## SELECTED PASSAGE

BivNormal: Bivariate normal distribution
In extraDistr: Additional Univariate and Multivariate Distributions
BivNormal R Documentation
Bivariate normal distribution
Description
Density, distribution function and random generation
for the bivariate normal distribution.
Usage
dbvnorm(
x,
y = NULL,
mean1 = 0,
mean2 = mean1,
sd1 = 1,
sd2 = sd1,
cor = 0,
log = FALSE
)
rbvnorm(n, mean1 = 0, mean2 = mean1, sd1 = 1, sd2 = sd1, cor = 0)
Arguments
x, y
vectors of quantiles; alternatively x may be a two-column
matrix (or data.frame) and y may be omitted.
mean1, mean2
vectors of means.
sd1, sd2
vectors of standard deviations.
cor
vector of correlations (-1 < cor < 1).
log
logical; if TRUE, probabilities p are given as log(p).

## STATED TASK A
According to the bivariate normal documentation, what range of values is allowed for the cor argument?
## STATED TASK B
From the bivariate normal documentation, return the passage starting with "rbvnorm(n, mean1 = 0, mean2" and going on through "vectors of means.".
Base your answers only on the bivariate normal documentation above.

## DATASET RECORDS
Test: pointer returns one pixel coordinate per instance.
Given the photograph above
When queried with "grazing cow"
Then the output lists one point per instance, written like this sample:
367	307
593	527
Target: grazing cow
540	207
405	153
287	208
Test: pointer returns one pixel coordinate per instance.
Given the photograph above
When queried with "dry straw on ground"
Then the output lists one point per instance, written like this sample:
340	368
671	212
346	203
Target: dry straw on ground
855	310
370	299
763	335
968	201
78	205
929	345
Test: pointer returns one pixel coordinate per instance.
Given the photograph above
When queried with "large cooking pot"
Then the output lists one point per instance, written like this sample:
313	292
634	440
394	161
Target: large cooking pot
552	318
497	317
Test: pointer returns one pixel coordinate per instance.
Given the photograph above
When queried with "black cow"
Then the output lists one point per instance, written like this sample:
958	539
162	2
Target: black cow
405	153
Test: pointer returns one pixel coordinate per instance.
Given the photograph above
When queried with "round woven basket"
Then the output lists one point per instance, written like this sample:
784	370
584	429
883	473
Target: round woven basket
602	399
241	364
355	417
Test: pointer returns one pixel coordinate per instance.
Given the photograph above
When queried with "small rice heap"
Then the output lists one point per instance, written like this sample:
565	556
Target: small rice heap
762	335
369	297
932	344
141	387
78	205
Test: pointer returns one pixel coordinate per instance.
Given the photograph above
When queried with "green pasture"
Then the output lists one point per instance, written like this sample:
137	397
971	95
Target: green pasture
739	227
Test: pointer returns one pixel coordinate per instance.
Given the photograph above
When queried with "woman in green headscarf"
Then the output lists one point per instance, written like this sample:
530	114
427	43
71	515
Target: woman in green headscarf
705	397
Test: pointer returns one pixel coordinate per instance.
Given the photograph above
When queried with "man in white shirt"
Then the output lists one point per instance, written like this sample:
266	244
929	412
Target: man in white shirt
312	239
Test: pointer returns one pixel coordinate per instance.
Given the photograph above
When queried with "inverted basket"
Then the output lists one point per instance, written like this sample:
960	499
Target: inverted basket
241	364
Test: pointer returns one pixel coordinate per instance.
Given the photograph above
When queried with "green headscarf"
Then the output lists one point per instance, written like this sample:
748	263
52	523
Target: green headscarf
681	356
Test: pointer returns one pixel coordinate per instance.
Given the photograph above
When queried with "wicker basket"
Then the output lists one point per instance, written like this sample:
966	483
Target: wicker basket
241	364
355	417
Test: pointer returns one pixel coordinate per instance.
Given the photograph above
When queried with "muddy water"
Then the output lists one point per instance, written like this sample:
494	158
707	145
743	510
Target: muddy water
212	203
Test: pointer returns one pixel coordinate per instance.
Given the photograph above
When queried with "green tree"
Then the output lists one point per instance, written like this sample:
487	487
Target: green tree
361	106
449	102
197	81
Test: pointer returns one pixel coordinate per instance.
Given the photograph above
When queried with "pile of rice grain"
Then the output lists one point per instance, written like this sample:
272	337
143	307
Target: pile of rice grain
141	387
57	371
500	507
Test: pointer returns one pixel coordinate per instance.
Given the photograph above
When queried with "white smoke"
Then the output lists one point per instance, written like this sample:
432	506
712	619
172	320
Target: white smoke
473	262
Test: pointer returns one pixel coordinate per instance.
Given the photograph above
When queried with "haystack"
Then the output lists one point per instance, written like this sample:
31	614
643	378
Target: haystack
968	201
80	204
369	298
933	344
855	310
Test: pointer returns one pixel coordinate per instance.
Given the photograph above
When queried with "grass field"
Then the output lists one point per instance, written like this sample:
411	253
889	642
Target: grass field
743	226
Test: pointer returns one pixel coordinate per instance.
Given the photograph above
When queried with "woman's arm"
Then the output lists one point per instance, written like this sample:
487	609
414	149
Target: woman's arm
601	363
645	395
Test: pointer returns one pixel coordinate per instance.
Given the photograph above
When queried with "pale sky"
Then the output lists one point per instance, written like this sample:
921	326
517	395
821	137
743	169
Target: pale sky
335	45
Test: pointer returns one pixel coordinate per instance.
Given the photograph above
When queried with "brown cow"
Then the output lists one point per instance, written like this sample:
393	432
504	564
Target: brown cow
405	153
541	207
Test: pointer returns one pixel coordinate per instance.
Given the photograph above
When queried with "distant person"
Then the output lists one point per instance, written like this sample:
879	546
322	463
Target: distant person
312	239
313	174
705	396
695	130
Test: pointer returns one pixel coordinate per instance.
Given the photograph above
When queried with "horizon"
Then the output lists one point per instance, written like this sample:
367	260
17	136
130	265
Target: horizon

## FULL ANSWER A
It must be greater than -1 and less than 1.

## FULL ANSWER B
rbvnorm(n, mean1 = 0, mean2 = mean1, sd1 = 1, sd2 = sd1, cor = 0)
Arguments
x, y
vectors of quantiles; alternatively x may be a two-column
matrix (or data.frame) and y may be omitted.
mean1, mean2
vectors of means.